__EXERCISE GOAL__
Starting at the line that contains "In this exercise you will find the distant car" and ending at the last line of the listing below, put those lines into a numbered list, leaving out any blank lines.

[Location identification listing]
☆ ☆ ☆ ☆ ☆ ☆ ☆
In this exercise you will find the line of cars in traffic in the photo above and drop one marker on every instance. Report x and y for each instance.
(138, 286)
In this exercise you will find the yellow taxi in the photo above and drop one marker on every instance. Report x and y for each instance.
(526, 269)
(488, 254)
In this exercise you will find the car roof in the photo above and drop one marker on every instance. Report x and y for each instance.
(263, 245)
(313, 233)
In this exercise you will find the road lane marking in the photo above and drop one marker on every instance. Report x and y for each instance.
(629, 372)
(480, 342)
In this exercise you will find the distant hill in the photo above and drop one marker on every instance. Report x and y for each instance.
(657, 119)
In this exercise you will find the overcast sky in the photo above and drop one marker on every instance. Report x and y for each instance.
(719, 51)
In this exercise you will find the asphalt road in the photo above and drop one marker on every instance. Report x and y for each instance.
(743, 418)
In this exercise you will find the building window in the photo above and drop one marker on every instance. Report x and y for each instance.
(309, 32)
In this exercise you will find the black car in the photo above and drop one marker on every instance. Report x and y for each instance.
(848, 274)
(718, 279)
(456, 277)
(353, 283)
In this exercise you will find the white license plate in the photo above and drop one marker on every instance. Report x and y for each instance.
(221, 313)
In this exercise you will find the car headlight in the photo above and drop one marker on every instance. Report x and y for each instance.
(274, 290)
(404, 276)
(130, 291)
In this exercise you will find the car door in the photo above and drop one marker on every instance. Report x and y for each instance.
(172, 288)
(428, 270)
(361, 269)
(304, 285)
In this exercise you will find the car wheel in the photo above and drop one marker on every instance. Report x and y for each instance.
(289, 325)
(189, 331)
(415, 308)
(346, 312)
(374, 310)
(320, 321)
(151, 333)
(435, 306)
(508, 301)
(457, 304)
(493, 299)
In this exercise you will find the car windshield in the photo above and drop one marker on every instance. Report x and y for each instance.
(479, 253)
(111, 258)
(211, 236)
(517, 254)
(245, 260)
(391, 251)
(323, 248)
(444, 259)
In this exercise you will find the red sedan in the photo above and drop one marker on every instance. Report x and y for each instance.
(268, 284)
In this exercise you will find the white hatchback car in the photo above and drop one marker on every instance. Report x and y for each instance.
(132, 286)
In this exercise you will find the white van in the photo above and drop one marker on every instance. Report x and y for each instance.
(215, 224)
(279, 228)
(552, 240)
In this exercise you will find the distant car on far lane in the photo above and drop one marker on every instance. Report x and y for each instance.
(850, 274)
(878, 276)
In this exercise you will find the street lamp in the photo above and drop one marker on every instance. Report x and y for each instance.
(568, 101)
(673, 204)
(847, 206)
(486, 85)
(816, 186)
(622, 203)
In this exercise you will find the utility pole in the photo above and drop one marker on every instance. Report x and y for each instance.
☆ ☆ ☆ ☆ ☆ ☆ ☆
__COMPLETED TASK__
1. In this exercise you will find the distant car on far lane in the photo above and drop one marker on every instance. Report x and y for each instance.
2. (850, 274)
3. (878, 276)
4. In this exercise you will find the street lamp in the photo above and drop one marker on every instance. Report x and y for each instance.
5. (568, 101)
6. (673, 204)
7. (847, 206)
8. (486, 85)
9. (816, 186)
10. (622, 203)
11. In this exercise you will find the utility pole in the photo above and drop one marker on every instance. Report x and y for each instance.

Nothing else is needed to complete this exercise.